■ TEXT SEGMENT:
● ● ● ● ● ● ●
The action of any protein, whether it is life-supporting or toxic, is tied to its shape. Amyloid beta molecules appear to become toxic within our bodies when they make contact with each other and form small bundles. Oddly, they may become less toxic again as the bundles grow larger in size and form ordered fibrillary plaque deposits.

This begs the question: What’s different about these bundles than the single protein molecule and the fibrils? During the Biophysical Society’s 60th Annual Meeting, being held in Los Angeles, Calif., Feb. 27-March 2, 2016, a group of researchers from the Tata Institute of Fundamental Research in India, will describe what they discovered while exploring a suspected critical change in the protein shape as the molecular bundle grows in size.

“Determining this difference in shape was a challenge, however, because standard tools fail to decipher much about this shape-changing molecule,” explained Sudipta Maiti, who co-directed this research. “The power of nuclear magnetic resonance (NMR) couldn’t be applied, because the shape change involved is too fast to be captured by it.” Faster tools like optical spectroscopy can monitor these fast changes, but don’t have high enough resolution to provide detailed information about the molecule’s shape.

So the researchers decided to go back to NMR. They “froze” time by literally freezing the structurally evolving sample at “appropriate” times, determined via optical spectroscopic techniques.

“The frozen sample can then be studied at leisure with a variation of NMR called ‘solid-state NMR,’ as well as other spectroscopy techniques,” noted Maiti.

Solid-state NMR “has the power to yield atomic-scale resolution and molecular geometry information in a direct manner,” pointed out P.K. Madhu of TIFR Center for Interdisciplinary Sciences, Hyderabad, co-director of this work.

To zero in on underlying changes, they also used high-resolution modeling and simulations, which, according to co-author Ravindra Venkatramani, helped them to visualize the shapes of the molecular components.

One of the biggest questions within this field of study is: How does toxicity evolve? Until now, it’s been difficult to explain why toxicity decreases as larger fibrils form.

“By figuring this out, it may be possible to tweak the small bundles so that they take a nontoxic route to forming fibrils,” Maiti said. “Our previous research didn’t uncover any major differences in the shape of the protein as it evolves from the small bundles to the larger fibrils.”
● ● ● ● ● ● ●
■ INFORMATION PROVIDED:
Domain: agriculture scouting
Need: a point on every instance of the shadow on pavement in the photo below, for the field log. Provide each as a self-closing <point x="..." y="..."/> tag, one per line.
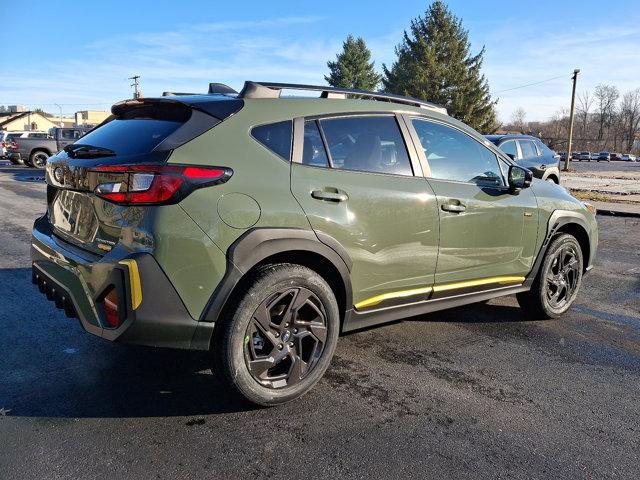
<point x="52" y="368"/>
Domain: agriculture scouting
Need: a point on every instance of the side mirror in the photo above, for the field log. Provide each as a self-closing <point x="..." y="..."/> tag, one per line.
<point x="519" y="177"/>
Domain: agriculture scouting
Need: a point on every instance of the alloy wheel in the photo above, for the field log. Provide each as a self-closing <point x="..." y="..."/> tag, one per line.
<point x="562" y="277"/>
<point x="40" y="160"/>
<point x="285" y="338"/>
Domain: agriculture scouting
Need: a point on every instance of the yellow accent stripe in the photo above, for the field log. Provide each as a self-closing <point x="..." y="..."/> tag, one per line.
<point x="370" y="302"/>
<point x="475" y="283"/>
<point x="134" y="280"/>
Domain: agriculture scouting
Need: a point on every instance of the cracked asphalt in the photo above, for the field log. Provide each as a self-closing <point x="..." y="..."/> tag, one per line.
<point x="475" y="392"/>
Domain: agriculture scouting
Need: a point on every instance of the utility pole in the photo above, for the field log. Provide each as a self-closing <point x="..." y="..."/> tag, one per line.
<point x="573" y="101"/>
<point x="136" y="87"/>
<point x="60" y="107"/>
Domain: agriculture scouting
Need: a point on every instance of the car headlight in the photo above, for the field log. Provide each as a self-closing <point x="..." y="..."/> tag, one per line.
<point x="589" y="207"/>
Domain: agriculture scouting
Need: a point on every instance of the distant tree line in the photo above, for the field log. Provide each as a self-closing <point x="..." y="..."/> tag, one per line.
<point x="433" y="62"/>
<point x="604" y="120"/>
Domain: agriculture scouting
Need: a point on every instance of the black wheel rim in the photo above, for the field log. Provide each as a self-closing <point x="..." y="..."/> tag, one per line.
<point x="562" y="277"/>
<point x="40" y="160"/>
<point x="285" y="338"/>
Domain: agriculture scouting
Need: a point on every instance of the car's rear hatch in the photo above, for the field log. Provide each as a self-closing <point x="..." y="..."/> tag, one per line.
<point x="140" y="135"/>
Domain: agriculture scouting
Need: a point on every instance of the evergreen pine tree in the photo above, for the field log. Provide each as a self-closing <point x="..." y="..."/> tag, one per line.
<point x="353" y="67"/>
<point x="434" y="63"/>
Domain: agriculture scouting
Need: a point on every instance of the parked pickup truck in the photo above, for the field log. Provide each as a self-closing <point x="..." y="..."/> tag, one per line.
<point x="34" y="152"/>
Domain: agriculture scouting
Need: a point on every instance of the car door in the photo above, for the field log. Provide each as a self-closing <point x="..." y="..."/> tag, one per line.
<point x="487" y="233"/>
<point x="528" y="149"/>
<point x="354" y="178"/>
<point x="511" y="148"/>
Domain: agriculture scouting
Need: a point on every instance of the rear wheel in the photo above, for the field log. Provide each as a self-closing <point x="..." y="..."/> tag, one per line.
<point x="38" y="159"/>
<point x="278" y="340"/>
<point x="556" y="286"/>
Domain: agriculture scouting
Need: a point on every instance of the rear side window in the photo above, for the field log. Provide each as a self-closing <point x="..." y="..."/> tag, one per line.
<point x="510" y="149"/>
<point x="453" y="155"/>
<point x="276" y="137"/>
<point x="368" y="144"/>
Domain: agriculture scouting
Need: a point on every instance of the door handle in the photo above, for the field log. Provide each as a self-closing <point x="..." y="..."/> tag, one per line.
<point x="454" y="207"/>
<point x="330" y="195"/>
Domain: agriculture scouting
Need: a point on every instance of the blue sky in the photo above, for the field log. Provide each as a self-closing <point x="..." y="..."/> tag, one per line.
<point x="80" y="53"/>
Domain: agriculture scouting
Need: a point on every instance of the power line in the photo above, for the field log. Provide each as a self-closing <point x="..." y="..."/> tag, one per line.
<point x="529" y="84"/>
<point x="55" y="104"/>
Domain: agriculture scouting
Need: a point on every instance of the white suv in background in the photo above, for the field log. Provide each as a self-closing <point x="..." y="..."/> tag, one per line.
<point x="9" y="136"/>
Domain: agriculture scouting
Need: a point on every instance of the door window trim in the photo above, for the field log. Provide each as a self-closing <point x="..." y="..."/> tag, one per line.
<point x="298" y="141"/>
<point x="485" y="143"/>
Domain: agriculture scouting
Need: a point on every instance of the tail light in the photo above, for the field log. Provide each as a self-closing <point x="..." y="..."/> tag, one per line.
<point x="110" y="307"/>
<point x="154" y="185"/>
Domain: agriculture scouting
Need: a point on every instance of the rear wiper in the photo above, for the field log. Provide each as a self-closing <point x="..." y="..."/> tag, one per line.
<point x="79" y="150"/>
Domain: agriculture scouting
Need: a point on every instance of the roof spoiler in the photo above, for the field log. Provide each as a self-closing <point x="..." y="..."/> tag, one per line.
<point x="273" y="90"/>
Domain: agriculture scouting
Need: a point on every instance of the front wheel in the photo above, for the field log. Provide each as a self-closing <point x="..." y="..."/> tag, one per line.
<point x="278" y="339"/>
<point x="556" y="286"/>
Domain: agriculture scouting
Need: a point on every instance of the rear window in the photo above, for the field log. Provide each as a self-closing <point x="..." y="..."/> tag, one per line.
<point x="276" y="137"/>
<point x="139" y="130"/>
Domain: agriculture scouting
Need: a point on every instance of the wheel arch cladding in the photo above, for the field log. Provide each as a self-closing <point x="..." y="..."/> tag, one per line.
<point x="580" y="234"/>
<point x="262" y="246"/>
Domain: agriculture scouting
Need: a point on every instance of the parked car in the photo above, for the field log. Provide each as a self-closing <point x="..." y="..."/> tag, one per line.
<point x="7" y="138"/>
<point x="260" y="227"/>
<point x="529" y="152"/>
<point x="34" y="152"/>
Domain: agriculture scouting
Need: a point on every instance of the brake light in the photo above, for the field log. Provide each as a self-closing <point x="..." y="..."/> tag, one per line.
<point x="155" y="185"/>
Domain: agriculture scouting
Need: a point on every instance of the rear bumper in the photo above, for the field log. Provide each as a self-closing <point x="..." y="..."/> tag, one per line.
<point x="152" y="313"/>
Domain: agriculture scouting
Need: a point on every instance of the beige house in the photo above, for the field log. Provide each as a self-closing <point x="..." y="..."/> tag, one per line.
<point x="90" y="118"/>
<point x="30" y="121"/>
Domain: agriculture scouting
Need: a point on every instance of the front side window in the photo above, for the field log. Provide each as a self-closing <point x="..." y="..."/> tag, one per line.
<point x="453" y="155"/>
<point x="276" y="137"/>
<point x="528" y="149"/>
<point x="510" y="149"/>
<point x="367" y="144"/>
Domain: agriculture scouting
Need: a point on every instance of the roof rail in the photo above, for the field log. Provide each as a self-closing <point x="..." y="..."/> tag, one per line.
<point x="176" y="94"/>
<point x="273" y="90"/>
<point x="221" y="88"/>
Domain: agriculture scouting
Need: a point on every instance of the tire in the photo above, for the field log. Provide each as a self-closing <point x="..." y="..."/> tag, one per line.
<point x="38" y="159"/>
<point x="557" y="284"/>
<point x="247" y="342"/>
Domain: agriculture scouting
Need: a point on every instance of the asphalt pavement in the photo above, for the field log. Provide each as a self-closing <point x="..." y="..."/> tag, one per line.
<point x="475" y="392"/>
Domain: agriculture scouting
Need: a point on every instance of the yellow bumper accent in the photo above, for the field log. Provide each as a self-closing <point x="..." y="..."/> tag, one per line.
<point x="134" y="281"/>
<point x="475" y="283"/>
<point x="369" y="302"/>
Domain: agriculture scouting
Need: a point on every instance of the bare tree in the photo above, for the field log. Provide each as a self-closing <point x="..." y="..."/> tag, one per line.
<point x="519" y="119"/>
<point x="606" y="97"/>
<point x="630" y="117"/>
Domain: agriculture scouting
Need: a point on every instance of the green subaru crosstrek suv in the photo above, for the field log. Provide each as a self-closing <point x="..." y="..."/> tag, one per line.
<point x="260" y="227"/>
● ● ● ● ● ● ●
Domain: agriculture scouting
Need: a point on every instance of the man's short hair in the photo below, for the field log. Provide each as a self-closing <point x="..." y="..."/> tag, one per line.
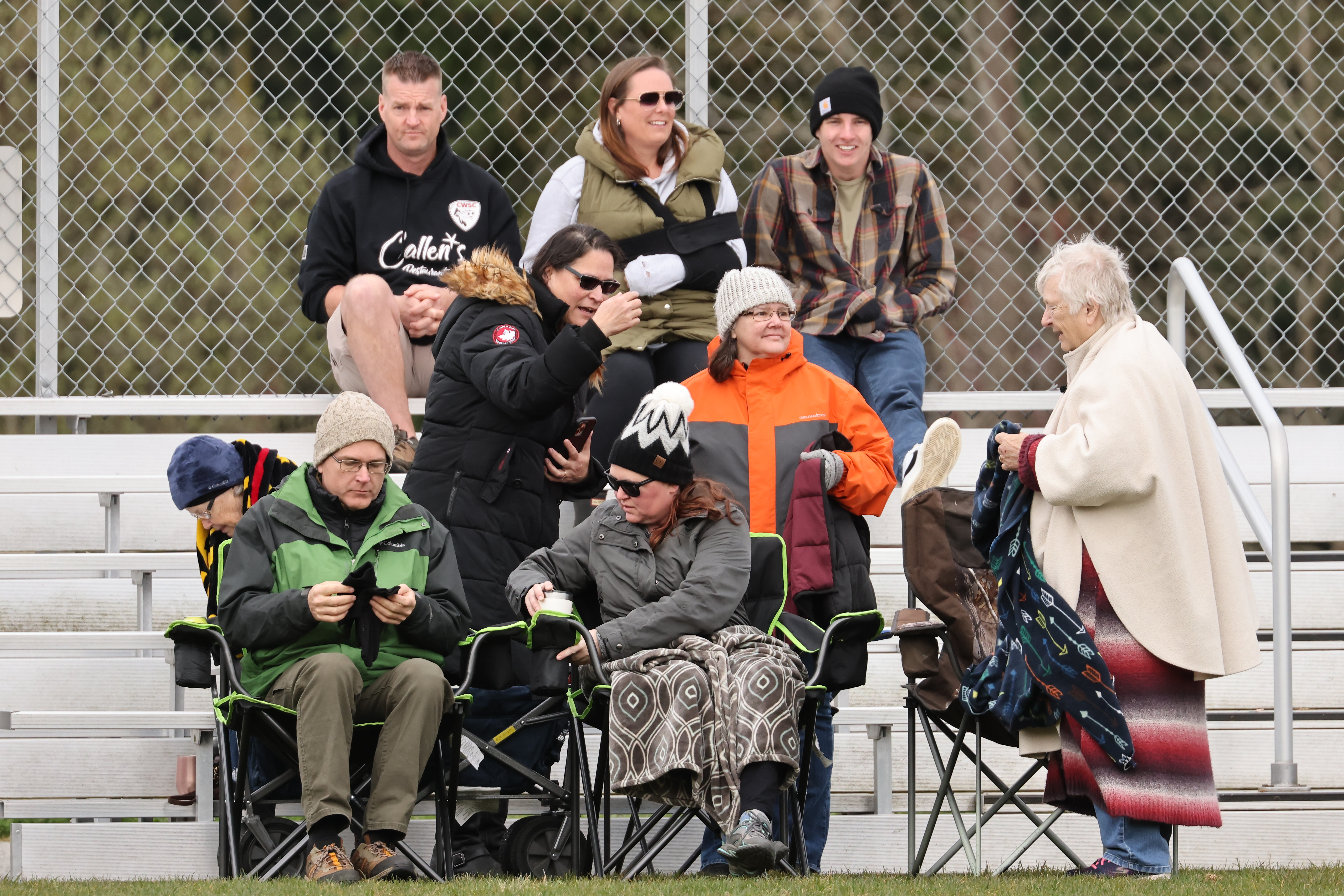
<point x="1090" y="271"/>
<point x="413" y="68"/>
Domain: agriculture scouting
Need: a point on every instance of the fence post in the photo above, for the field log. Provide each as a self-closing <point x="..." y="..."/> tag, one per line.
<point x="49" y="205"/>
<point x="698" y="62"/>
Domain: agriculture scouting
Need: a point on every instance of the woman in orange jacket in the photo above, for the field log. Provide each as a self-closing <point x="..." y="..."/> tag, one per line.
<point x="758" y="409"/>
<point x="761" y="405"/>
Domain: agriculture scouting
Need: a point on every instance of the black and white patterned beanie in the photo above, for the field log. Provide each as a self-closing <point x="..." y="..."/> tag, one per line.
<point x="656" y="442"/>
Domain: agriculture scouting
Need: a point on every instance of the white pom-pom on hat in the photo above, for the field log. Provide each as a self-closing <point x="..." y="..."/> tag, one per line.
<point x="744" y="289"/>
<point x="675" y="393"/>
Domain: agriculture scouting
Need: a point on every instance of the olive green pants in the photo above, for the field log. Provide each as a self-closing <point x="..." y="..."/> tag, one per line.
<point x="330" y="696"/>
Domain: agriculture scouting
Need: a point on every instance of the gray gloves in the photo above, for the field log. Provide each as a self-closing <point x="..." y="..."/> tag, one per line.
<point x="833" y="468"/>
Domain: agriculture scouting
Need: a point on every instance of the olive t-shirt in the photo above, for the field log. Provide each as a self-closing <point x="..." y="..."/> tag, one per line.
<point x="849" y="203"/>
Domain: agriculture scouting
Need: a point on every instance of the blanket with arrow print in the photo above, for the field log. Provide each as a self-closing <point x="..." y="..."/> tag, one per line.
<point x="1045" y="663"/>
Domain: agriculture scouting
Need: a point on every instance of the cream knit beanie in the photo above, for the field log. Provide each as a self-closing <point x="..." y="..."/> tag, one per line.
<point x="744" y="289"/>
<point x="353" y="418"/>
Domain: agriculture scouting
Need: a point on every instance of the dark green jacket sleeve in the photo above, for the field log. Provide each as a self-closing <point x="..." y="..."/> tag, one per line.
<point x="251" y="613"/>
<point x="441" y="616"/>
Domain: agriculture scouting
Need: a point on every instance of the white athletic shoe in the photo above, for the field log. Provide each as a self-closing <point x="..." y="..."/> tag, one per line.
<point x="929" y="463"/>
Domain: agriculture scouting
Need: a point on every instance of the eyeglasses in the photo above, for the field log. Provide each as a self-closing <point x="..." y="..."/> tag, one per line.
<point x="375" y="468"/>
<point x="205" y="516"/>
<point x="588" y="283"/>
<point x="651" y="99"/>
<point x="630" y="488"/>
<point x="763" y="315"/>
● ● ● ● ● ● ●
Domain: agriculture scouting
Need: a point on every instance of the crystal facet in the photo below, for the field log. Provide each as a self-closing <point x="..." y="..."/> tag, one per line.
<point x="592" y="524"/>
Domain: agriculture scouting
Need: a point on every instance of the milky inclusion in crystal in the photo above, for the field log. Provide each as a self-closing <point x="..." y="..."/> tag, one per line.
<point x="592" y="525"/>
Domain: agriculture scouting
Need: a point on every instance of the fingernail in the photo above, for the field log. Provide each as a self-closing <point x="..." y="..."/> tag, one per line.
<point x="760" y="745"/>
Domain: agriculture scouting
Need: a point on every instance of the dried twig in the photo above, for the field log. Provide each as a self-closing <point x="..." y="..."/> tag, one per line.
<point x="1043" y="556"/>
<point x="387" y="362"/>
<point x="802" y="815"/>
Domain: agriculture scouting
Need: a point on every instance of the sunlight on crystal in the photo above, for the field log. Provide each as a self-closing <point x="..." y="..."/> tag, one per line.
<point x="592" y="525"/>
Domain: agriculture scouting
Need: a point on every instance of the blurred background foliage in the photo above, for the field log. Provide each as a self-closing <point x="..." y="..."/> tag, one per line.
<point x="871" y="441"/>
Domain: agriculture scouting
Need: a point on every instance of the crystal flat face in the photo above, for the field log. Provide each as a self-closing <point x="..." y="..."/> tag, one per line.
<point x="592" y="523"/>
● ● ● ● ● ● ●
■ EXERCISE REQUIREMENTS:
A) From the text on amyloid beta, quote the passage that begins at "To zero in on" and runs up to and including "the molecular components.".
B) Continue the text about amyloid beta's changing shape from the point where it stops.

■ YOUR RESPONSES:
A)
To zero in on underlying changes, they also used high-resolution modeling and simulations, which, according to co-author Ravindra Venkatramani, helped them to visualize the shapes of the molecular components.

B)
But, with this new approach, they discovered a “twist” within the structure–as the small bundle grows, an intramolecular-to-intermolecular beta sheet transition occurs–that was hidden until now.

“This feature seems to bring the protein closer in shape to some other well-understood proteins with established mechanisms of toxicity,” said Maiti. “An intriguing aspect is that this transformation–from toxic to benign–appears to be governed by a sort of ‘kiss’ between two parts of the protein molecule, an interaction also known as a ‘salt bridge.'”

This provides clear structural markers to differentiate between the small and larger forms of the protein, and provides a basis for understanding why the smaller bundles are more toxic.

If the group is correct, their work will open the door to diagnosing the toxic forms of the protein–and possibly even manipulating them. With a greater understanding of the protein’s shape, the researchers are now determined to explore how it takes an insidious turn. “Ideally, we’d like to figure out how to manipulate the toxic forms of the protein to make it take the nontoxic path,” Maiti said.

For example, “if a potential drug molecule can be synthesized to make the ‘kiss’ happen at the earliest stage, it may dramatically reduce the toxicity,” he added. “We’re also excited because our technology can be applied to help understand the molecular basis for other diseases, such as Parkinson’s and Type-II diabetes, which are also linked to small proteins.”

The group plans to put their theories to the test to see if they work as a general principle, and then “pharmaceutical scientists can pursue it further as a promising avenue for developing drugs to treat many diseases–or even develop a cure,” Maiti said.